(Activity): Below are the records; print them again exactly and omit the pictures.

[[ Dataset content, beginning ]]

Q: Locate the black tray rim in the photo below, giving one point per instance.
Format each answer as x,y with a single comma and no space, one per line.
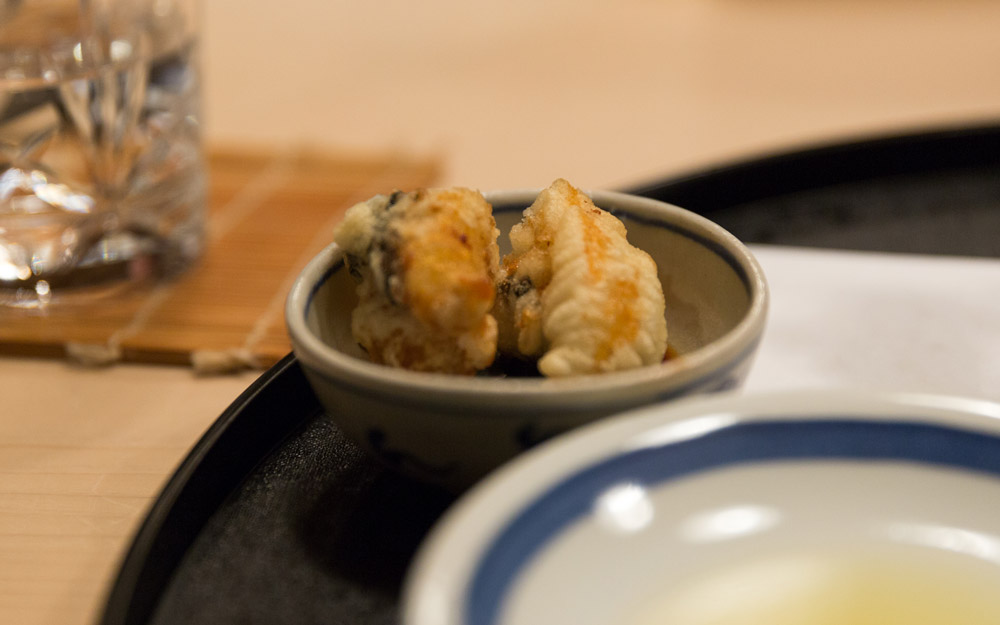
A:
248,430
201,482
823,164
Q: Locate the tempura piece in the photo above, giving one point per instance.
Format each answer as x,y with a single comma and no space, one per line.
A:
427,262
574,292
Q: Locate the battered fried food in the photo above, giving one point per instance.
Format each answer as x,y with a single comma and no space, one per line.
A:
427,263
575,294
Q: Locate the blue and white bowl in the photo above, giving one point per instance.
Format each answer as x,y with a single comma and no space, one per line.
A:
454,429
718,505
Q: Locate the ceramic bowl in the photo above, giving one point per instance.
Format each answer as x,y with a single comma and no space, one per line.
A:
453,429
796,508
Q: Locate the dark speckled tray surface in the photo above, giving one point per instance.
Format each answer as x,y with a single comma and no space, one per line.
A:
276,518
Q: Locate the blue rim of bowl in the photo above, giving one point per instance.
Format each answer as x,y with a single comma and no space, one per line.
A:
820,439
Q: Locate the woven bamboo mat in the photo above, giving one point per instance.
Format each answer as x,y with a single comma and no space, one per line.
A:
268,215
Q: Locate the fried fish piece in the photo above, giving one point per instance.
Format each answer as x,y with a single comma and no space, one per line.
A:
427,262
575,294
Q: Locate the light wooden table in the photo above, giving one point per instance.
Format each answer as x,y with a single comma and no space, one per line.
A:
513,94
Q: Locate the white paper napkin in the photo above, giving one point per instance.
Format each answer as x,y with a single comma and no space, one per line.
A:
889,322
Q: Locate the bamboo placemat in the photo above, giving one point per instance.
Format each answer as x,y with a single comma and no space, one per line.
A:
268,215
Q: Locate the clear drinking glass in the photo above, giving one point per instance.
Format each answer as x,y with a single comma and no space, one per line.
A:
102,174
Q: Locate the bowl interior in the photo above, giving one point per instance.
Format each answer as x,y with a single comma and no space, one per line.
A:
705,273
702,517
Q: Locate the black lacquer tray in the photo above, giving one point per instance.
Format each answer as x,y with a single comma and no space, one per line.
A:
275,518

[[ Dataset content, end ]]

(Output for this task):
Q: Locate the black tray rim in the photo below, giving one point per instance.
Format each answer as x,y with a single comma and no space, one per line.
A:
248,430
201,482
823,164
Q: Locate the tempura piece in the photo above, giving one point per instance.
Format each answer as x,y with a single comma and no space, one per line.
A:
427,262
574,292
Q: Locate the battered fried food in the photo above, giving one point per instance.
Format each answer as x,y with a single comma and no space, one per line.
A:
427,263
575,294
Q: Locate the blue and white bowl in the photo above, giving one point per instance.
Format each answer as x,y with a single comma and no space, one per line.
A:
454,429
718,505
Q: Locate the ceramic bowl in the photo above, giving one point per instance.
Format each answer as x,y with a single comma and no space, one per line.
A:
453,429
796,508
Q: Locate the dark speckled tray surface in the photo above, giving one point per instance.
Format each answer as x,y with a single comma and no space, one per line.
A:
276,518
Q: Locate the blue rim of bowl in the photo above, giving one point per instance.
Format each answer as x,y with a single comma and no space, one per line.
A:
820,439
Q: Locate the woven bamboo mat in the photo above, giving one point per instance.
Format each answer as x,y with a single comma and no space, one per line.
A:
268,215
Q: Locate the fried fish piece in the photo above, giving one point per instance.
Format each answer as x,y with a single comma and no space, one per line.
A:
427,262
575,294
Q: Locate the light wooden table in the photo above, giving one point per instance.
Format each answer as x,y with a single comma and no space, one per line.
A:
513,94
Q: Locate the white paper napkin in the photo above, giving one point per instance.
Format each answer as x,y with a single comma and no space, one per line.
A:
889,322
Q: Locate the bamboo placemat in the photo above, giving one point per instance.
Format each answer as x,y with a single comma and no space, one per line.
A:
268,215
Q: Locate the clear drinking glass in the photo above, giving one point per instance.
Format each answer as x,y with a single comma and no space, one per line.
A:
102,174
Q: Locate the bowl interior in the photo above, giving one point per instance.
Format each answer as x,y with a single comma and no space, one per line.
A:
705,273
702,517
Q: Locate the black lacquer tray in the photo above, giving one point per instance.
Format each answer as x,y with a single comma and no space, one per line.
A:
275,518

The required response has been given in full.